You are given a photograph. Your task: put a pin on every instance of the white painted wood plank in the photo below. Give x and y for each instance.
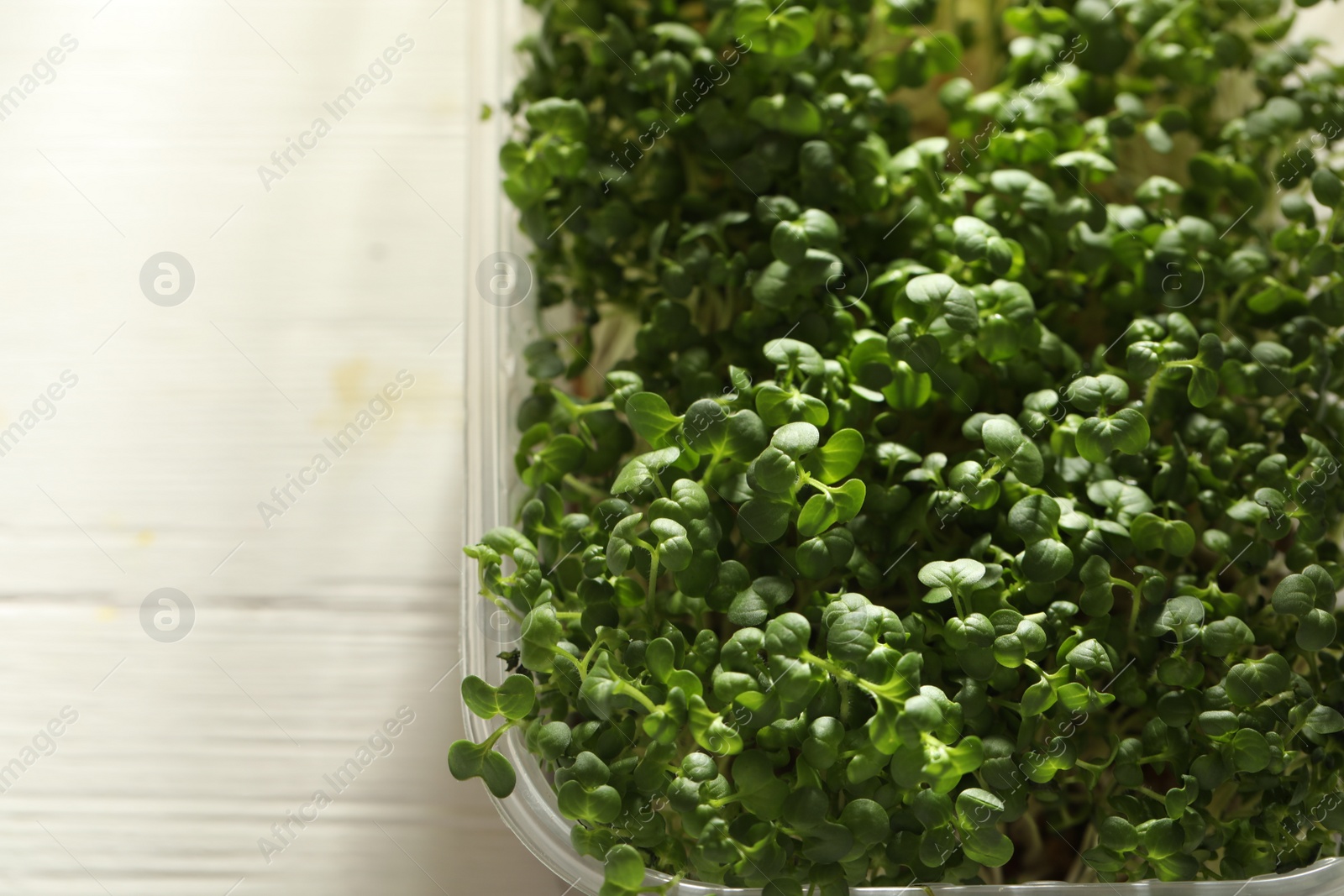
(309, 297)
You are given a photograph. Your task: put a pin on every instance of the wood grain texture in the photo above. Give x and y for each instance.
(309, 297)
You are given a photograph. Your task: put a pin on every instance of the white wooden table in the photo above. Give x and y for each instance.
(312, 631)
(308, 298)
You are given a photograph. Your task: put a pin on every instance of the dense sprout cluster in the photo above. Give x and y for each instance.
(963, 503)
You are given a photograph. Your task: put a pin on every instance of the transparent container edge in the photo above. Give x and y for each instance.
(494, 385)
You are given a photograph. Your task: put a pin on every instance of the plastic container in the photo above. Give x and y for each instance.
(501, 318)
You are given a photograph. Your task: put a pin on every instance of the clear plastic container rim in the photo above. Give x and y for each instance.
(494, 383)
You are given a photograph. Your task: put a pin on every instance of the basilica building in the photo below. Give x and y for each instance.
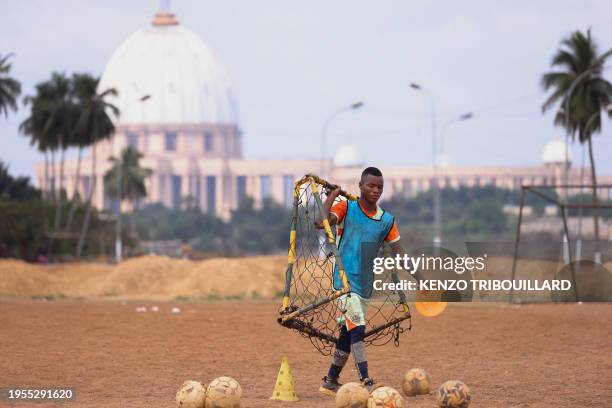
(179, 110)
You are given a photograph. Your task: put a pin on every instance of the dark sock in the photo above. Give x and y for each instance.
(340, 355)
(363, 370)
(359, 353)
(334, 372)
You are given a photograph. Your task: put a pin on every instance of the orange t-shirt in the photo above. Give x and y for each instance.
(339, 210)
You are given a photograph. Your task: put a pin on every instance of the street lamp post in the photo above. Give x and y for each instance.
(438, 207)
(118, 240)
(326, 125)
(434, 159)
(436, 153)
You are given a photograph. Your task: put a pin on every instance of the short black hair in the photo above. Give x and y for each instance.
(371, 171)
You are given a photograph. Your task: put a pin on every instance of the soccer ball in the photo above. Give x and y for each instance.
(352, 395)
(416, 381)
(191, 395)
(453, 394)
(223, 392)
(385, 397)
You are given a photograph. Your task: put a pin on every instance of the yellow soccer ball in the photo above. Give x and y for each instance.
(191, 395)
(223, 392)
(352, 395)
(416, 381)
(453, 394)
(385, 397)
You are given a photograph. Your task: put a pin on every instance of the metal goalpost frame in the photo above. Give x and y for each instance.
(563, 206)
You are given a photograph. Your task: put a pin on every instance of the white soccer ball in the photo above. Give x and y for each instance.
(191, 395)
(223, 392)
(385, 397)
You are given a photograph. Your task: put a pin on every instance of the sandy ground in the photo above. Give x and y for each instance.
(510, 356)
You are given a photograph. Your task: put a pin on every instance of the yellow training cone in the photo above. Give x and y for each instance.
(284, 390)
(428, 303)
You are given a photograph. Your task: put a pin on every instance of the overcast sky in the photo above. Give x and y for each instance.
(294, 63)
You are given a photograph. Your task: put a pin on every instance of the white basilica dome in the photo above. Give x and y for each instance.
(185, 81)
(554, 152)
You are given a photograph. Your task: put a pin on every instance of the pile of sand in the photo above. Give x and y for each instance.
(148, 276)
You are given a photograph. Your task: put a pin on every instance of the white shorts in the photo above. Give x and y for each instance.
(353, 308)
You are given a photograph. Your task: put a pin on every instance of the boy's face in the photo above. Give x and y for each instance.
(371, 188)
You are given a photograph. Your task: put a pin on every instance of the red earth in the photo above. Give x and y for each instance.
(510, 356)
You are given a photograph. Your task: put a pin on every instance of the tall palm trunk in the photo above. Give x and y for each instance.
(594, 183)
(45, 192)
(53, 176)
(75, 193)
(58, 208)
(92, 188)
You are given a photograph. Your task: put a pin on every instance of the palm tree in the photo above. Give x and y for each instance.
(83, 86)
(95, 121)
(10, 88)
(49, 125)
(577, 81)
(132, 177)
(35, 125)
(127, 175)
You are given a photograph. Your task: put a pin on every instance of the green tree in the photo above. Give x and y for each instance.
(81, 137)
(52, 116)
(127, 174)
(577, 79)
(12, 188)
(10, 88)
(94, 120)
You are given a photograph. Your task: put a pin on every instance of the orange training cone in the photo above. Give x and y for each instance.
(284, 390)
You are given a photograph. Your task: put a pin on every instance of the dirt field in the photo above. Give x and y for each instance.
(510, 356)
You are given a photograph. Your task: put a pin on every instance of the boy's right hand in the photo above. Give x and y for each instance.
(335, 192)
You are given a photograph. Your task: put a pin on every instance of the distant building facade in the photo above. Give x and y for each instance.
(178, 109)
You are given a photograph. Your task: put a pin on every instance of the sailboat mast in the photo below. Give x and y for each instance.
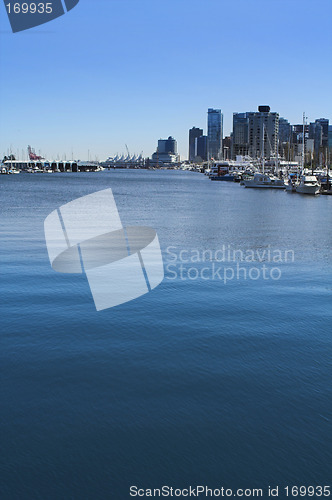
────
§ About this exercise
Could you set down, exactly as written, every line from the one with "the boy's right" to the end of the data, both ends included? Leave out the pictures.

§ Response
You are given a photograph. Your task: put a pin on every instance of the boy's right hand in the photo above. Give x and y for each instance.
(335, 192)
You are given a photograph. Your task: put a pin on every instance of the distant building facade in the photo above. Give x and y for each instance.
(178, 109)
You are given a photograph. Your task: put a pin on every instance of the sailboat mast in the photo below. Give x and y for each instance.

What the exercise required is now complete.